START PROVIDED TEXT

Most
Americans don’t know a pommel horse from Secretariat from the plastic pony it
costs a quarter to ride outside Wal-Mart.
Yet
once every four years, most all of us suddenly become experts in not only the
pommel horse, but also in floor exercise, foil, fencing, kayak and canoe.
The
Olympics bring out the “Manifest Destiny” American in us all.
“WHAT?
How can they score him that LOW? What are the judges THINKING?”
I
don’t know, but I ask just the same. If I’m honest with myself, I have to admit
that I can’t even keep up with how many flips these people are turning in the
air. Olympians defy gravity and all logic that would suggest what a human body
should and should not be able to do.
That
must be one reason we watch the Olympics, which television ratings suggests we
surely do. The allure of the barely imaginable. Even if we aren’t sure what’s
going on.
“What do they do next?”
“Either the one
bar thing or the rings thing.”
“Are we good at
the one bar thing?”
“What do I look
like, a pommel horse? Bruce Jenner? I don’t know. I’m just trying to figure out
why all gymnasts are shorter than my grandmother.”

END PROVIDED TEXT

▸ **YOUR TASKS**
1) Answer these questions using the piece on watching the Olympics:
(a) How often do most Americans suddenly become experts in events like the pommel horse?
(b) What does the piece say the Olympics bring out in all Americans?
(c) In the closing exchange, what is the speaker trying to figure out?
2) According to the piece on watching the Olympics, what is one reason people watch the Games? Answer in one to three sentences.

START DATA

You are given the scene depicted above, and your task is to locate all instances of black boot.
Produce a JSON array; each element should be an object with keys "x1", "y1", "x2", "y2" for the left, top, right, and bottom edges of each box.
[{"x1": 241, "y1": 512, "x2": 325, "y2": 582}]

END DATA

▸ **ANSWERS IN ORDER**
1)
(a) Once every four years.
(b) The "Manifest Destiny" American.
(c) Why all gymnasts are shorter than the speaker's grandmother.

2) Olympians defy gravity and any logic about what a human body should be able to do. The piece calls this "the allure of the barely imaginable" and says it draws viewers even when they aren't sure what's going on.